= TASK DETAILS =
Would you return each record that follows word for word, without its pictures?

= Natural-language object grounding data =
☆ ☆ ☆ ☆ ☆ ☆ ☆

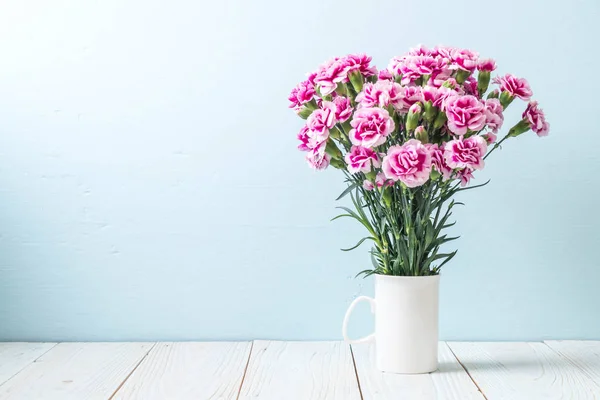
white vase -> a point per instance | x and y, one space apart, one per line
406 323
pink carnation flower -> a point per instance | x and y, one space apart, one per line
381 180
409 96
330 74
465 176
486 65
317 160
380 94
343 108
465 153
384 74
464 59
493 114
304 139
319 123
536 119
370 127
361 159
425 65
409 163
490 137
437 95
438 161
516 87
464 113
470 86
396 64
360 63
302 93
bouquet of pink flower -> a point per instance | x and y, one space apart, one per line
408 138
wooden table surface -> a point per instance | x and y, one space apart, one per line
273 370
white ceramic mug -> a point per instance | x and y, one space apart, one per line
406 323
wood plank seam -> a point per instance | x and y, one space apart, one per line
245 370
466 370
34 361
571 361
356 373
132 371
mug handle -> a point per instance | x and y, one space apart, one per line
347 317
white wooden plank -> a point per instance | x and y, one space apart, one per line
16 356
450 381
584 354
527 371
76 371
189 371
300 370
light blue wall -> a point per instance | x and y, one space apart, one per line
150 187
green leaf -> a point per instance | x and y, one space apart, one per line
359 243
447 259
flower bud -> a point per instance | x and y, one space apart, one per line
339 164
333 151
494 94
304 112
430 111
450 83
414 114
461 76
440 120
521 127
335 133
371 175
342 89
421 134
483 82
312 104
505 99
356 79
386 194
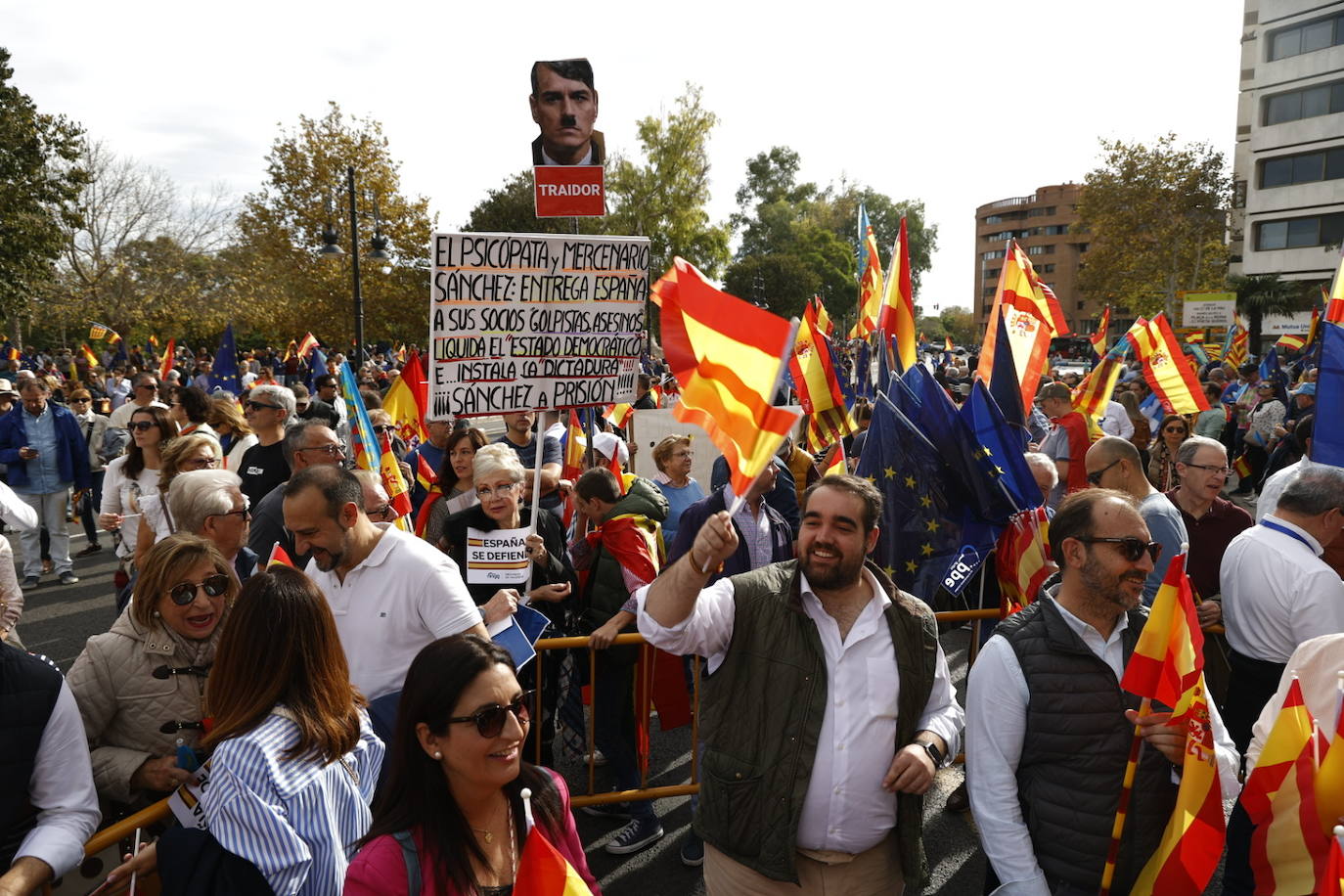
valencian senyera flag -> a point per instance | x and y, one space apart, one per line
729 357
1168 666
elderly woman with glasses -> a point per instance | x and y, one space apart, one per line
187 453
499 477
141 686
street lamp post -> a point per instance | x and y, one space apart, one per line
333 248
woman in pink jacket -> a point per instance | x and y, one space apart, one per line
450 814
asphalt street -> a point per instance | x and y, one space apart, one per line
58 619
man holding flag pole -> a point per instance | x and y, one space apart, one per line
1050 731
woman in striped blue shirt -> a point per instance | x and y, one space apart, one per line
294 760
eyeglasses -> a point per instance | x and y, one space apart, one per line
331 450
1095 478
184 593
489 722
1131 548
1215 470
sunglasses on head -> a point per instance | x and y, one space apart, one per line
1129 547
489 722
184 593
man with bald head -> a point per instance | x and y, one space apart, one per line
1045 792
1113 463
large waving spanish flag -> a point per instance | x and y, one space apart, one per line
729 356
1165 368
1167 666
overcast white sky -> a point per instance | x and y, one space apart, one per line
955 104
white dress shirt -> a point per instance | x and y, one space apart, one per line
62 790
996 724
1277 591
845 808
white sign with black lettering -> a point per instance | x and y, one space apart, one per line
496 558
521 321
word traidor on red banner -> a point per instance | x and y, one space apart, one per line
568 191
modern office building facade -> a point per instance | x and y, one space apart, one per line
1287 169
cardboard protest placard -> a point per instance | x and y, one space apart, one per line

☆ ☆ ☆ ☆ ☆ ☆ ☆

= TASK RESULT =
white vase -> a point per instance | x and y, one space apart, one per line
406 323
pink carnation flower -> a point per instance | x and y, one space apart, one per line
381 180
409 96
330 74
465 176
486 65
317 160
380 94
343 108
465 153
384 74
464 59
493 114
304 139
319 123
536 119
370 127
361 159
425 65
409 163
490 137
437 95
438 161
516 87
464 113
470 86
396 64
360 63
302 93
bouquet of pink flower -> a point per instance | x and y, one space apart, one per line
408 138
wooden table surface -> a point per instance | x and y, one space apart, one per line
273 370
white ceramic mug -> a point per instance | x and y, one space apart, one per line
406 323
wood plank seam -> a point per instance | x and y, one space apart, one per line
245 370
466 370
34 361
571 361
356 373
132 371
mug handle -> a point per instance | x and y, one space apart, one per line
347 317
white wooden plank -> a point per instance | x and y, one space apart, one per line
16 356
450 381
584 354
527 371
76 371
189 371
300 370
light blue wall -> a point per instance | x and y, one space apart, one per line
150 187
green leaf -> a point per instance | x and y, one space apart, one per line
359 243
447 259
flower bud -> a point per instance | x and y, one space apart, one per line
339 164
333 151
494 94
304 112
430 111
450 83
414 114
461 76
440 120
521 127
335 133
371 175
342 89
421 134
483 82
312 104
505 99
356 79
386 194
valencian senyera flag -> a point per instance | x and y, one space apart, one per line
729 357
1168 666
elderly woman with glasses -> a point per instance | x and y, one space apart, one per line
187 453
499 477
141 686
street lamp post -> a point per instance | x and y, one space apart, one per line
333 248
woman in pink jacket -> a point per instance | x and y, one space apart, one per line
450 814
asphalt street -> a point per instance | x and y, one space apart, one per line
58 619
man holding flag pole -> a point per instance | x and y, one space apart, one per line
1050 731
woman in striped blue shirt -> a point per instance | x and y, one space apart, one per line
294 760
eyeglasses -> a point per instance | x and y, one space apart, one per line
331 450
1095 478
184 593
489 722
1131 548
1215 470
sunglasses on head -> a point per instance | x and y, one space apart, one per line
1129 547
489 722
184 593
man with bald head -> a point per instance | x and y, one space apart, one per line
1045 792
1113 463
large waving spanish flag -> a point per instance | x and y, one space apart, one per line
729 356
1165 368
1167 666
overcast white sky -> a point per instance | x and y, one space apart, one per line
955 104
white dress shirt -> a point per instance | x and y, one space apart, one per line
62 790
996 724
1277 591
845 808
white sign with black lettering -> a point per instance | x and y, one space apart, one per line
496 558
521 321
word traidor on red banner -> a point per instance | x and y, one space apart, one per line
568 191
modern office building facade -> a point per instance | x and y, one space apart, one per line
1287 169
cardboard protest placard -> a point per instance | x and y, one space apart, one per line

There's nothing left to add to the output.